### Passage provided
-- begin --

The touring party Violet joins consists of a wealthy, arrogant Boston spinster; a vain, rich young man from a well-known New York merchant family; a common but beautiful young Irish lass named Maud O’Brien; a common but handsome young ranch hand; and a young bank clerk, Orville, from Brooklyn with “honest, twinkling eyes” who speaks often and lovingly about his dearest mother. As the party progresses through the park, a complex courting ritual unfolds—Orville, the bank clerk, adores Violet but she mistakenly believes him to be a cad; the New Yorker tries to court Violet, but she is oblivious to his advances; Maud sings love songs in a sweet, Irish soprano to the ranch hand; and the Boston spinster grumps through it all. In the end, Violet learns that she has misunderstood Orville, a noble fellow after all who also happens to be not a bank clerk but the owner of a bank and much valuable real estate as well. At a log altar, they pledge their love to each other, and Violet writes her mother to begin putting together her trousseau.

What is so striking about these Yellowstone romance novels is how the park itself becomes part of this courtship ritual. Nature appreciation, for example, becomes a test of character, a way for the female lead to distinguish a suitable mate from an unsuitable one. The way in which various characters react to the natural world, to Yellowstone’s wonders, signals their worthiness as a marriage partner. The plot device through which this process of assessment takes place is the false romance—a potential but ultimately inappropriate mate with whom the female character is initially paired. The Senator in Chaperoning Adrienne, for example, whose unworthiness is signaled, in part, by his oblivion to the beauties of the scenery and his panic at seeing a bear.

-- end --

### Raw data
-- begin --

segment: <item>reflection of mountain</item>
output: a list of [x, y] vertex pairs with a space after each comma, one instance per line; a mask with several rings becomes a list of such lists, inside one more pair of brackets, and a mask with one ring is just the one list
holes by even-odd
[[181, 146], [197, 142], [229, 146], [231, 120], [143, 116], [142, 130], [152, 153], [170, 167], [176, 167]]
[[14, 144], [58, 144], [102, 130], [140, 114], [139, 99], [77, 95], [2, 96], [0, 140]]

-- end --

### Directions
• a. Reproduce the entire listing line for line, without altering any character.
• b. Carry on the passage on Yellowstone romance novels, beginning right after its final sentence.
The passage on Yellowstone romance novels and the listing come from unrelated sources.

### Replies
• a.
segment: <item>reflection of mountain</item>
output: a list of [x, y] vertex pairs with a space after each comma, one instance per line; a mask with several rings becomes a list of such lists, inside one more pair of brackets, and a mask with one ring is just the one list
holes by even-odd
[[181, 146], [197, 142], [229, 146], [231, 120], [143, 116], [142, 130], [152, 153], [170, 167], [176, 167]]
[[14, 144], [58, 144], [102, 130], [140, 114], [139, 99], [77, 95], [2, 96], [0, 140]]

• b.
In Six Weeks on Horseback, Violet is initially attracted to the rich young man from New York but she grows weary of him because he “spends so much time looking into the glass to see himself instead of the sights which surround us.” Orville, who, remember wins Violet’s hand in the end, in contrast, reveals to Violet a deep knowledge of and appreciation for the park—he escorts her around the geyser basin describing the workings of the geysers to her and has the good sense to keep quiet while viewing an especially inspiring site. “He seems to feel intuitively when I am sensitive to impressions and inspirations,” Violet muses, admiring his tact in ending his chatter at just the right moment. Appreciation of nature indicates a sensitivity of character. As Violet says, “If I ever seriously contemplate marriage I shall plan a camping trip with my betrothed as one of the party for that is the quickest and best way to learn one’s true disposition.”

Another thing that is very striking about these novels is how this process of discovering love parallels the emotional formula of a Yellowstone park tour. From very early on, about the mid-1880s, the act of touring Yellowstone was very prescriptive—very carefully staged to evoke certain emotional responses to the landscape in a particular sequence. People did not just go to Yellowstone and wander around. Whether traveling on commercial tours or on their own, tourists visited a series of identified sites—Mammoth Terraces, the Geyser basins, Yellowstone Lake, the Grand Canyon of the Yellowstone. Yellowstone’s grand loop road, mirroring very closely the conventions of 19th century park architecture as epitomized in New York City’s Central Park, transported people from site to site in an organized circular pattern.

The tour had an emotional rhythm to it, building from a point of transition between the ordinary world and the extraordinary world of the park to a climax of excitement and inspiration, followed by a denouement in which the tourist prepared to return to the ordinary world. Guide books set out quite explicitly what emotional responses were to be expected at each stop on the tour. In Yellowstone romance novels, the act of touring and the park itself become part of the courtship ritual. Each site within the park took on distinct meanings paralleling the programmatic emotional experience of touring: the portal or point of liminal passage, arenas of confusion and awe, arenas of mastery.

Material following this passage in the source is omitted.